DOCUMENT PASSAGE »
··········

~snip~ This was our morning yesterday.
This morning dawned clear and thankfully smoke-free. Yesterday was not a good day for breathing air as the smoke from the Beaver Creek fire descended on us big time. And, no, we are not in any danger from the huge fire but we do occassionaly get the smoke if the wind blows from the right (or in this case, wrong) direction. You know, "smoke from a distant fire?"
We ate breakfast al fresco on our porch as we we so often do since we bought this wonderful retro table at a local antique store. Its cheery yellow formica and metal trim reminds me of the table we had growing up only that one was green formica and was not a drop-leaf table. There were also green vinyl padded chairs to match. This little table was exactly right for this spot on the porch. Plus, with both leaves up it can six or maybe eight if we squeeze. We bought mis-matched chairs at about $25 each at both the antique store where we bought the table and also at Bart's, a favorite browsing antique/flea market spot. Two of the five chairs actually match and those are the two pictured here.
After breakfast we took the dogs up to open the gate and for a little exercise before we took off by ourselves to change out the cards in the game cameras up top.
To Destin, walks mean sticks!
The hike up to get change the camera cards gets easier every time we do it. We scared up a cottontail. A BIG cottontail! I think we may have caught the same rabbit on the camera at night.
By the way, what happens when a bunny sees his own shadow?
We are not getting much from the cameras at their present locations. A few deer, a rabbit, what we think might have been a grouse at night, and even a snake. We positioned one camera next to a big hole in a rock next to the ground and that's where the camera captured the snake. Not exactly what we were hoping for. So, on the way back we scouted out possible new locations to try. One is a well traveled game trail that is near the beaver pond. We'll leave them up where they are for another week or so, then try a new location.
We saw this hornet's nest near the pond. It's very low to the ground and at first I thought it had fallen out of a tree. I reached out my hand to move the branch that it was on because it was literally only a few inches off the ground and then I saw the hornets. No no no, Lynne, don't touch that! Very wierd place for a nest if you ask me.
It was a great morning and just another reason why we love it here so much.

··········

Detection examples »

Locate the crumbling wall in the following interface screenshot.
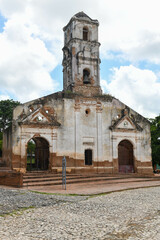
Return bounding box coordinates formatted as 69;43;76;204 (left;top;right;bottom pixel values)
2;127;12;168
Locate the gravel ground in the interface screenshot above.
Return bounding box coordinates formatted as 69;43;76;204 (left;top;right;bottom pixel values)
0;187;160;240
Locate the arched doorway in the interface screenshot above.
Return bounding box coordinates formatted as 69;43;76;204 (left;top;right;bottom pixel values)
118;140;134;173
85;149;92;165
27;137;49;171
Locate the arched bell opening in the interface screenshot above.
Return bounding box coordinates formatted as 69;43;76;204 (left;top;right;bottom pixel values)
83;27;89;41
83;68;91;84
27;137;49;171
85;149;93;165
118;140;134;173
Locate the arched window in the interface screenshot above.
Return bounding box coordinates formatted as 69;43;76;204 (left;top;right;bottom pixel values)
85;149;92;165
118;140;134;173
83;69;90;84
83;27;88;41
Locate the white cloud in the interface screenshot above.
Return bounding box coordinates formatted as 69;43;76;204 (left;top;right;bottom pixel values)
0;0;160;115
0;10;58;102
0;95;10;101
101;65;160;117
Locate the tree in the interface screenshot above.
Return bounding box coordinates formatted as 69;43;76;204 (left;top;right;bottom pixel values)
0;99;20;157
150;115;160;166
0;99;20;132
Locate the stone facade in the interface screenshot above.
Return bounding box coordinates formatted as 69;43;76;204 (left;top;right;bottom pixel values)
3;12;152;174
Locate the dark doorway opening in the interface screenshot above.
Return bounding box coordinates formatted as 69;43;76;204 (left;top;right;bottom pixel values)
118;140;134;173
27;137;49;171
85;149;92;165
83;27;88;41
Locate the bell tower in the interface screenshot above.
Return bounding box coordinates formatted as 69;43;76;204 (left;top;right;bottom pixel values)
62;12;102;96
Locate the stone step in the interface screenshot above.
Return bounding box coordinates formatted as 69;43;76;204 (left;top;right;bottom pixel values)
23;175;117;183
23;174;157;187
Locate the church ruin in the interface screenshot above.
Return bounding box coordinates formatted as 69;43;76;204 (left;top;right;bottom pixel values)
3;12;152;174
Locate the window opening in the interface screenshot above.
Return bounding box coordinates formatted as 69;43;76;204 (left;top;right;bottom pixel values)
83;27;88;41
83;69;90;84
85;149;92;165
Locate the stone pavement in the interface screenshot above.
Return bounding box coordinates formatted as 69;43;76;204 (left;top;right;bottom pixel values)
0;187;160;240
24;175;160;195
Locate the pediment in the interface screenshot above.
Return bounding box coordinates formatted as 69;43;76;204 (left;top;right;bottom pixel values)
116;118;135;129
110;116;143;131
20;108;60;126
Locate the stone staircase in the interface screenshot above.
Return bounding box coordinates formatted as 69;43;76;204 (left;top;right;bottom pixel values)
23;171;160;188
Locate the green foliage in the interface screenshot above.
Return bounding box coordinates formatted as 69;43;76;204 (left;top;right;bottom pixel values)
0;99;20;157
150;115;160;166
0;99;20;132
0;132;3;157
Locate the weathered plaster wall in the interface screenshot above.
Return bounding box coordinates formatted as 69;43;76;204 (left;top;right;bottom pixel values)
8;93;152;173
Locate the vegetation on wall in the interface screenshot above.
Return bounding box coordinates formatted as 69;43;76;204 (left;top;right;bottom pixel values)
149;115;160;166
0;99;20;157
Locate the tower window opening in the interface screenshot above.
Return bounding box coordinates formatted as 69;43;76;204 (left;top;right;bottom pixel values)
83;69;90;84
85;149;92;165
83;27;88;41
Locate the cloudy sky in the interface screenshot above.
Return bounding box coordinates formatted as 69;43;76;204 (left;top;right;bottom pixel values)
0;0;160;117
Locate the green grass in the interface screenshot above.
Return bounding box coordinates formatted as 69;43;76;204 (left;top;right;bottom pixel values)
0;206;35;217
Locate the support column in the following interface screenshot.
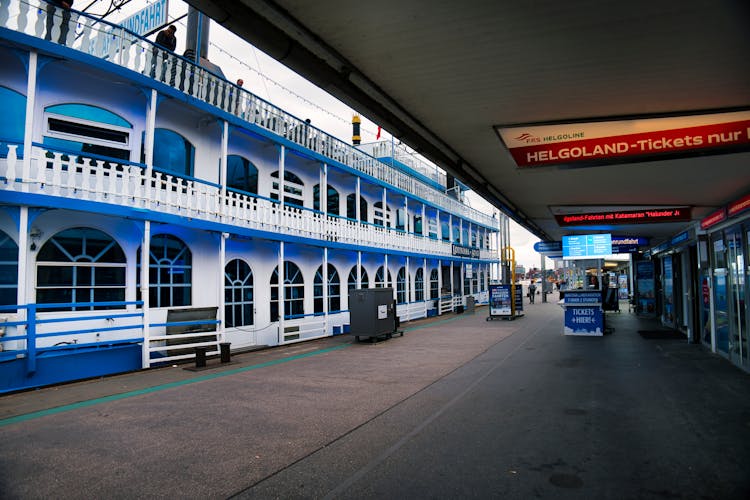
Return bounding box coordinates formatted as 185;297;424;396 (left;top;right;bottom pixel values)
141;221;151;368
22;51;37;179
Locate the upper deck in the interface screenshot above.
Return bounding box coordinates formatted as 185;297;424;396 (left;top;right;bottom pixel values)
0;0;506;230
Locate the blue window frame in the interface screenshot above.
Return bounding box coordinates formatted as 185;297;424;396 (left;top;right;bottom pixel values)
313;264;341;313
136;234;193;307
0;86;26;157
224;259;254;328
227;155;258;194
36;227;127;311
347;266;370;290
0;231;18;306
146;128;195;177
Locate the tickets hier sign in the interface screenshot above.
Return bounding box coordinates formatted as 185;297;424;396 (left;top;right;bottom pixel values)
555;207;690;227
495;111;750;167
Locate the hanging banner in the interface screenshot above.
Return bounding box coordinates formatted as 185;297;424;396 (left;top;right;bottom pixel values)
495;111;750;167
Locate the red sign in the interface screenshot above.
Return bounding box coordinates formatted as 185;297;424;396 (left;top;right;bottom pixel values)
497;112;750;167
555;207;690;227
701;208;727;229
727;194;750;217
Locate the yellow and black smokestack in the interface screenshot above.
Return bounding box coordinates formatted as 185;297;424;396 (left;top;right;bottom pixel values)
352;115;362;146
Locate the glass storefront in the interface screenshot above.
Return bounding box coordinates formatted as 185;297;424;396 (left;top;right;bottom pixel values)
701;222;750;369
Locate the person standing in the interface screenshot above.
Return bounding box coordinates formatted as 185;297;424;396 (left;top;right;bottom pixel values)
44;0;73;45
151;24;177;81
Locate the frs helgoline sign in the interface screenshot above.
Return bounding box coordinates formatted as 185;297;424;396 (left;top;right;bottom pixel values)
496;111;750;167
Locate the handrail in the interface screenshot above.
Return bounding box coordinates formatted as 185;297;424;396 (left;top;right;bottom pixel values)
0;0;499;228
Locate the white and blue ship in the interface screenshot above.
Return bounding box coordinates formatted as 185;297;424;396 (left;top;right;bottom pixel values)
0;0;508;392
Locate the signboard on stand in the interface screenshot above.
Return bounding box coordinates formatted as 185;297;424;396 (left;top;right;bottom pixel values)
563;290;604;337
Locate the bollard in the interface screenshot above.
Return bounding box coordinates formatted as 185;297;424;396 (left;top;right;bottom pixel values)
219;342;232;363
195;346;208;368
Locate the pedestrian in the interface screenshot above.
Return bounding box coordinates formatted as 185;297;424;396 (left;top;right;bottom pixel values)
44;0;73;45
230;78;245;116
151;24;177;81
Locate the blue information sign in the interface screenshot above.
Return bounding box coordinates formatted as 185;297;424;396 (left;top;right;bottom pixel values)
564;306;604;336
562;234;612;259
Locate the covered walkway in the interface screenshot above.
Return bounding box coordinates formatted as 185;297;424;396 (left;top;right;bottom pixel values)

··········

JOB » Can you reproduce the blog post word for word from "To Destin, walks" up to and including "a new location."? These records have no connection to the blog post.

EXERCISE RESULT »
To Destin, walks mean sticks!
The hike up to get change the camera cards gets easier every time we do it. We scared up a cottontail. A BIG cottontail! I think we may have caught the same rabbit on the camera at night.
By the way, what happens when a bunny sees his own shadow?
We are not getting much from the cameras at their present locations. A few deer, a rabbit, what we think might have been a grouse at night, and even a snake. We positioned one camera next to a big hole in a rock next to the ground and that's where the camera captured the snake. Not exactly what we were hoping for. So, on the way back we scouted out possible new locations to try. One is a well traveled game trail that is near the beaver pond. We'll leave them up where they are for another week or so, then try a new location.